[[ Available data open ]]

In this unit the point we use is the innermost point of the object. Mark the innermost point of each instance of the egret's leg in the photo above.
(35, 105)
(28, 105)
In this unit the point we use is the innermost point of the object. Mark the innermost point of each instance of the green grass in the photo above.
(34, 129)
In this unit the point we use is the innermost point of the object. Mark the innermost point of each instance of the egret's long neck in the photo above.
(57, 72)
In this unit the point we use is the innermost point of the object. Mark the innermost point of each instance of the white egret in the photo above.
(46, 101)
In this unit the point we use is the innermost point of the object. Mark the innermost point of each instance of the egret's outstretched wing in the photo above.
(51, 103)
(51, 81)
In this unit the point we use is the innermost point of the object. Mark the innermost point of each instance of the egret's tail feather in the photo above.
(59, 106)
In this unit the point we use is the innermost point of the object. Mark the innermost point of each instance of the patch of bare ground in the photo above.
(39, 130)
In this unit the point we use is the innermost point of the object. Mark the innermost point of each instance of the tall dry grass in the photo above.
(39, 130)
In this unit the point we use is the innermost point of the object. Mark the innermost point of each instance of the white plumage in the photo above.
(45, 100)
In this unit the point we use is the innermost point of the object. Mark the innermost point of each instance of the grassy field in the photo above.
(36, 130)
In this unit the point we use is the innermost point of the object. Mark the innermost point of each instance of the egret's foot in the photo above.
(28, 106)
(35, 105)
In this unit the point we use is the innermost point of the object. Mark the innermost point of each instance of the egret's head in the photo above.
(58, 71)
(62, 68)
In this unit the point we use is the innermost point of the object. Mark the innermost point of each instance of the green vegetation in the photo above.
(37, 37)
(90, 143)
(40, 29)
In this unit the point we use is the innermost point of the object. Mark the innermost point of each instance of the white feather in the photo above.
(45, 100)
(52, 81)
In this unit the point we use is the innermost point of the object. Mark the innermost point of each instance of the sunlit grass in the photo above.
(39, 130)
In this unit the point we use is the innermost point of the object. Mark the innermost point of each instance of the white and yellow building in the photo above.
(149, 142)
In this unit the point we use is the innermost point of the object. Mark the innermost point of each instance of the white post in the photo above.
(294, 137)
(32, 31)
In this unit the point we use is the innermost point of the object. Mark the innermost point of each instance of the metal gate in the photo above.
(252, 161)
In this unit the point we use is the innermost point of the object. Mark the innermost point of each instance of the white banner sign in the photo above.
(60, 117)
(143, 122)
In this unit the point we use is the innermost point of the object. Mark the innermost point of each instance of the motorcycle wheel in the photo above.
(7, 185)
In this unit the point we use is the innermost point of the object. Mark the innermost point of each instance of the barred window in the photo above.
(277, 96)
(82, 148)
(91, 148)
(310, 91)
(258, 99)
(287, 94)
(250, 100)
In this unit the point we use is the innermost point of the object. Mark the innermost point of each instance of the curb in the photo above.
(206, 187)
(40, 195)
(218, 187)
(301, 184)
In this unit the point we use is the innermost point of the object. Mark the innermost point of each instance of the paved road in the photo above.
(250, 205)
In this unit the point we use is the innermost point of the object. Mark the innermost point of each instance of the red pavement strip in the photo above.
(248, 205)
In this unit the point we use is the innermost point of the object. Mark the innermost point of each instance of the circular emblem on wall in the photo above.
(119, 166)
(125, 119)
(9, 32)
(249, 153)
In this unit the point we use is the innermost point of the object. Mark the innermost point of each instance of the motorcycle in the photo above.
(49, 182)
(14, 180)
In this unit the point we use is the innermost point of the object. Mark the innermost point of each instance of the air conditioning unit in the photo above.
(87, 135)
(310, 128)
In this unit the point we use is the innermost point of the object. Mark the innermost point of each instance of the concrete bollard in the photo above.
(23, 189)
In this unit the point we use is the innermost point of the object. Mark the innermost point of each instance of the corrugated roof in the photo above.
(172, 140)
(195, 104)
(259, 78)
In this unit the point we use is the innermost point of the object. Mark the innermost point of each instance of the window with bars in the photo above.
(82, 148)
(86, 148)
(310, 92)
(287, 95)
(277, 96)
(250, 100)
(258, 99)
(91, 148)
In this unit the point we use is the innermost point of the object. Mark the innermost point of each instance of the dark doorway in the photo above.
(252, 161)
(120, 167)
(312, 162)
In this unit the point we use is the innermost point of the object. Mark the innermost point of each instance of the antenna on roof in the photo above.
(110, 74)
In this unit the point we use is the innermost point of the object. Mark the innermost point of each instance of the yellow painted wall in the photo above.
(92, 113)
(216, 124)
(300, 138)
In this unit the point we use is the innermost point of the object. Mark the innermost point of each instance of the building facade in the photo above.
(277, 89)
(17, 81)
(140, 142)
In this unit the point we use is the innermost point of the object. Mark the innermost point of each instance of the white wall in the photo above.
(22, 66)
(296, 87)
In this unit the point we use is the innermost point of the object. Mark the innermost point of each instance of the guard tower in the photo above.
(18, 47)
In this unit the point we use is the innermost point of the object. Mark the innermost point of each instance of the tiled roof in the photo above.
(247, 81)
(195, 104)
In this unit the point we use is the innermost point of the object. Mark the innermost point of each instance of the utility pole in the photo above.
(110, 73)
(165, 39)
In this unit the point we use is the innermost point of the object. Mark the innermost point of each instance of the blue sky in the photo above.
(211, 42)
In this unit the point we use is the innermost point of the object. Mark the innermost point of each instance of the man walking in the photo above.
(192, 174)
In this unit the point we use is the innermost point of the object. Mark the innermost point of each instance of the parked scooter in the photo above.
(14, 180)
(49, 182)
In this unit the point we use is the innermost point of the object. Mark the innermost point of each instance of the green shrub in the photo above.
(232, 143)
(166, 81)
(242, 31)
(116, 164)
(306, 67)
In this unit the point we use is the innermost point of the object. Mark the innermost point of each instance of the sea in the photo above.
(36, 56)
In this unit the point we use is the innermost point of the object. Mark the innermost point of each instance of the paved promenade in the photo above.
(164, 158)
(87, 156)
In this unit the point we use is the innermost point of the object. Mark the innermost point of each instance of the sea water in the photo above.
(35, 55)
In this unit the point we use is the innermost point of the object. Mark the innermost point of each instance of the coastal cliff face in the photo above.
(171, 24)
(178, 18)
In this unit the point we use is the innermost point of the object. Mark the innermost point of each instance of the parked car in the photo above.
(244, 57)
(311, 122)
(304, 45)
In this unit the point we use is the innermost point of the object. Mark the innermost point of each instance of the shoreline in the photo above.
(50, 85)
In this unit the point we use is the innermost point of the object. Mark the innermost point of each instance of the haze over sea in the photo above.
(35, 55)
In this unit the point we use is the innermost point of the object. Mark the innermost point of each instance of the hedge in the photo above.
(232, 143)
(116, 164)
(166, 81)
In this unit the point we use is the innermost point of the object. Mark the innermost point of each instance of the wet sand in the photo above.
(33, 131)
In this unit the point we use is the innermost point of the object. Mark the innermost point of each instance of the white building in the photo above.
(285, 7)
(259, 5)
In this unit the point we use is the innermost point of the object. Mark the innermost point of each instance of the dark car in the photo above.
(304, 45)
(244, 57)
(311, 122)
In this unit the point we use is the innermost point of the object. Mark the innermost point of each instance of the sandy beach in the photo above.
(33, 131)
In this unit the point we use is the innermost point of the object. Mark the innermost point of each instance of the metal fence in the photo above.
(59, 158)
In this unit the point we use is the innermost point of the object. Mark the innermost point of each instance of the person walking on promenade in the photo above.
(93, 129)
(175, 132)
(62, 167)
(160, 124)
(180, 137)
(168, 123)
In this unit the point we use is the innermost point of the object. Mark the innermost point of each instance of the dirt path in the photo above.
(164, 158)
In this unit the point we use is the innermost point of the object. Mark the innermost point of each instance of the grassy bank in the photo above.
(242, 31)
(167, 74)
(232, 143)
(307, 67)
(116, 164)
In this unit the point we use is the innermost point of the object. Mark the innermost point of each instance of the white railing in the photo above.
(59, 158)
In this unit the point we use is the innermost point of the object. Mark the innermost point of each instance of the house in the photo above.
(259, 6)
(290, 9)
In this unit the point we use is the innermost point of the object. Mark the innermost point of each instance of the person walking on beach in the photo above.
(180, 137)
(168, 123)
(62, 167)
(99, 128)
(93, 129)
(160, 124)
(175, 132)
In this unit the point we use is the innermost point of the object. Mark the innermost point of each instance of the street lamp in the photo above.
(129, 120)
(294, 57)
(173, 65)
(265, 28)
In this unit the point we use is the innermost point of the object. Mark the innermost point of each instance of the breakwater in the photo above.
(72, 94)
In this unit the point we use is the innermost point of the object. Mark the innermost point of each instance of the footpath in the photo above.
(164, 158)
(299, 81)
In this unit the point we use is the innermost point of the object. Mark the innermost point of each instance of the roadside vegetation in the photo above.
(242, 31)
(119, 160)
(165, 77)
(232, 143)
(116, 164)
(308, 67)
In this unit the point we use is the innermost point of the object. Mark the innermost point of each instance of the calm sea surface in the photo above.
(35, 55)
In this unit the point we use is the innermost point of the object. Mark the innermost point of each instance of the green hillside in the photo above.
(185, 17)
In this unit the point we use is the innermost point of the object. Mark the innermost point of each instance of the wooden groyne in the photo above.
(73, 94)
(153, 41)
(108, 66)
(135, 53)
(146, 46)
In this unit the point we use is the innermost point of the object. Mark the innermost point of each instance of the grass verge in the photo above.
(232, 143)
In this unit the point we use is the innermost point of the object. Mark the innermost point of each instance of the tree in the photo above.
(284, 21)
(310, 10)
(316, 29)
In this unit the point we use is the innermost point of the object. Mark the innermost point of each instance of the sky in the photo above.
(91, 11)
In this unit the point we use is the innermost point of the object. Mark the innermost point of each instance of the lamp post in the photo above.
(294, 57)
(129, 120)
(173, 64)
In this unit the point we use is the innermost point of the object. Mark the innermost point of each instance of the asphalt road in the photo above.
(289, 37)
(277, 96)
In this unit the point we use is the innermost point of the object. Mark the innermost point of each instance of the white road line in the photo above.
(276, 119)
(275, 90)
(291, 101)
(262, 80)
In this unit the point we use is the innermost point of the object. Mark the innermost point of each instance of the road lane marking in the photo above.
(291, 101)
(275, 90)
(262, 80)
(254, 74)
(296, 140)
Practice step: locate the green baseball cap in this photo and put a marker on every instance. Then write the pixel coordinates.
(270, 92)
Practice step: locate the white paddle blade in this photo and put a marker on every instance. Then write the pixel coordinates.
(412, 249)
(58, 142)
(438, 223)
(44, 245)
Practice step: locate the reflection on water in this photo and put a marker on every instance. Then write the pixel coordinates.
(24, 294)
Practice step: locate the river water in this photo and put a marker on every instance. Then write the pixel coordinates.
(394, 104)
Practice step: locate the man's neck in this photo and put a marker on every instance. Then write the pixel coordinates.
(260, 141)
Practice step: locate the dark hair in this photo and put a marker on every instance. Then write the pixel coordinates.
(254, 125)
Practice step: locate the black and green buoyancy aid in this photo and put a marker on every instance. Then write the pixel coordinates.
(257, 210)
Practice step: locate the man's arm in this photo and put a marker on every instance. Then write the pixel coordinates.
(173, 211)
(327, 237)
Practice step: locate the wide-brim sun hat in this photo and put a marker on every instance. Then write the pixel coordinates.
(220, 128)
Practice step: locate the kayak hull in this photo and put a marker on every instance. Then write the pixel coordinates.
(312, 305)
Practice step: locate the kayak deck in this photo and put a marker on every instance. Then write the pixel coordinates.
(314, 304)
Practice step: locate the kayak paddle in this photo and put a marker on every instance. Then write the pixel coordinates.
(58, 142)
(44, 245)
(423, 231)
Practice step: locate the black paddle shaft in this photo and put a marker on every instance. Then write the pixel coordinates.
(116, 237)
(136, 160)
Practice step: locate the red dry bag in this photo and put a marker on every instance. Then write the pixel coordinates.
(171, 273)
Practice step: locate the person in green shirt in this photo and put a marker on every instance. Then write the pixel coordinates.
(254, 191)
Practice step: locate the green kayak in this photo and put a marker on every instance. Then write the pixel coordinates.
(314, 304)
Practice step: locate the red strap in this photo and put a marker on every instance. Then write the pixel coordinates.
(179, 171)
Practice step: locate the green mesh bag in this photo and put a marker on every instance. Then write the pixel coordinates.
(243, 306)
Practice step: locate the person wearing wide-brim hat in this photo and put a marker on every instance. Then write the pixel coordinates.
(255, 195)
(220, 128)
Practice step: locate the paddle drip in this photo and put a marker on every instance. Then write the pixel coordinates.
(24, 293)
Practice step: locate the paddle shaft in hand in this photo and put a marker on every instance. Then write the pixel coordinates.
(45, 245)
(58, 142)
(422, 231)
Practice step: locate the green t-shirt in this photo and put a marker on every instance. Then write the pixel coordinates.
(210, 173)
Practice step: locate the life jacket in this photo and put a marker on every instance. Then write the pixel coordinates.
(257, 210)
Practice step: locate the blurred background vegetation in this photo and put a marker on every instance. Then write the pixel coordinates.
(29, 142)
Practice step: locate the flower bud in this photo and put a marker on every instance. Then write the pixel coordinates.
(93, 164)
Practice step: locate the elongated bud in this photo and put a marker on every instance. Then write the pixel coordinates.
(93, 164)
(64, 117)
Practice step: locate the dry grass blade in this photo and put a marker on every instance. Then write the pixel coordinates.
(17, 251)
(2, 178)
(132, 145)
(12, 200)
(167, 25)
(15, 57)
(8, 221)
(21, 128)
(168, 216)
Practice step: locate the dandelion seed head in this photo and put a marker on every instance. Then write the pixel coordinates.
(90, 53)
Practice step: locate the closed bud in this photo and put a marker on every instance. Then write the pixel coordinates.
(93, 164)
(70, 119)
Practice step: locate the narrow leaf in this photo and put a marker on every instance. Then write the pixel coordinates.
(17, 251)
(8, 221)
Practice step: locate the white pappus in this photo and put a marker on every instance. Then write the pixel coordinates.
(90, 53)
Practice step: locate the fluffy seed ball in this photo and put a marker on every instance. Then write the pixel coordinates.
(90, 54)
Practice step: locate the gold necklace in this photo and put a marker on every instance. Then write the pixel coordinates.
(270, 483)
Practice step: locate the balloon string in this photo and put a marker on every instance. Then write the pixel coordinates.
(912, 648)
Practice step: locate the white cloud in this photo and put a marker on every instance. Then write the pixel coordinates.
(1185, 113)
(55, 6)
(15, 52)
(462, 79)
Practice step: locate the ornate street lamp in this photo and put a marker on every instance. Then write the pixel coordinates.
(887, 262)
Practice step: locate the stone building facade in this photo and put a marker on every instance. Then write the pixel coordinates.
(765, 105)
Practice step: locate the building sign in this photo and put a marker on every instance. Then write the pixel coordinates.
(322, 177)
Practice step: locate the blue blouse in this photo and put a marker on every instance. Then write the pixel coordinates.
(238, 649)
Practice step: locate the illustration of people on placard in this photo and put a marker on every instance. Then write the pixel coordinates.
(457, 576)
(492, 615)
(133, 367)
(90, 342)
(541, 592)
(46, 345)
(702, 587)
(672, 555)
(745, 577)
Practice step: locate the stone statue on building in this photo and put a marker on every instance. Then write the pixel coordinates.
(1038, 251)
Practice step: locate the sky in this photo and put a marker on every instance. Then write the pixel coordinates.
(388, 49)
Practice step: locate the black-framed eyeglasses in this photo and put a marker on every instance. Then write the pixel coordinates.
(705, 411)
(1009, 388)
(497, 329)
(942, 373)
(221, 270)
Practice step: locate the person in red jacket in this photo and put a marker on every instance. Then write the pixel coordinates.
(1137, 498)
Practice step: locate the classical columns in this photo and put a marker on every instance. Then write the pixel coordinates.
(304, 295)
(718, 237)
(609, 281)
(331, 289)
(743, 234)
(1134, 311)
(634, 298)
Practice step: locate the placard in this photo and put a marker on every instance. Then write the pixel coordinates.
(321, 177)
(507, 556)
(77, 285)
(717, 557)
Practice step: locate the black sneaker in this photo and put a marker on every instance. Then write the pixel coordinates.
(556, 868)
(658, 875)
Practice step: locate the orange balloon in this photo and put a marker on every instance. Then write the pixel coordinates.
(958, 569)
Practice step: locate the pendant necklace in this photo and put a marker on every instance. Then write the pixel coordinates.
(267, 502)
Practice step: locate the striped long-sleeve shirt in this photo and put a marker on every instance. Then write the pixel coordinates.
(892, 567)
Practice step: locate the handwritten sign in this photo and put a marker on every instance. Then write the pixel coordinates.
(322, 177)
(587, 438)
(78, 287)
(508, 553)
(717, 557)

[[ Available data closed ]]

All lines starting at the one holding "Practice step: locate the black-framed" and ending at the last line above must be output exactly, and no other line may appear.

### [Result below]
Practice step: locate the black-framed eyeglasses in this photo and put a marker on every instance. Then write the pixel coordinates.
(705, 411)
(1009, 388)
(497, 329)
(942, 373)
(221, 270)
Practice step: locate the person in red jacket in this photo and put a marker on every instance. Then write the pixel coordinates.
(1137, 498)
Practice step: locate the classical columns in this photo and put a marker on every instance. Then write the pixel coordinates.
(304, 295)
(718, 237)
(609, 281)
(331, 289)
(743, 234)
(1134, 311)
(634, 298)
Practice step: locate the placard in this photo and put a marker on every instance. Then write the pixel coordinates.
(321, 177)
(507, 556)
(77, 285)
(717, 557)
Practice step: locate the black sneaker in this photo and put a marker on every instance. Then write the pixel coordinates.
(556, 868)
(658, 875)
Practice step: locate the orange balloon in this photo and put a marker on every instance. Then write the pixel coordinates.
(958, 569)
Practice step: locate the pendant necklace in this photo and put a marker on every instance. Then write the pixel coordinates.
(267, 502)
Practice step: locate the striped long-sleeve shirt in this photo and put a marker on every instance. Then write the pixel coordinates.
(892, 567)
Practice step: locate the handwritten sign in this photo and put a marker on every instance. Then write the pixel coordinates.
(322, 177)
(587, 438)
(78, 287)
(508, 553)
(717, 557)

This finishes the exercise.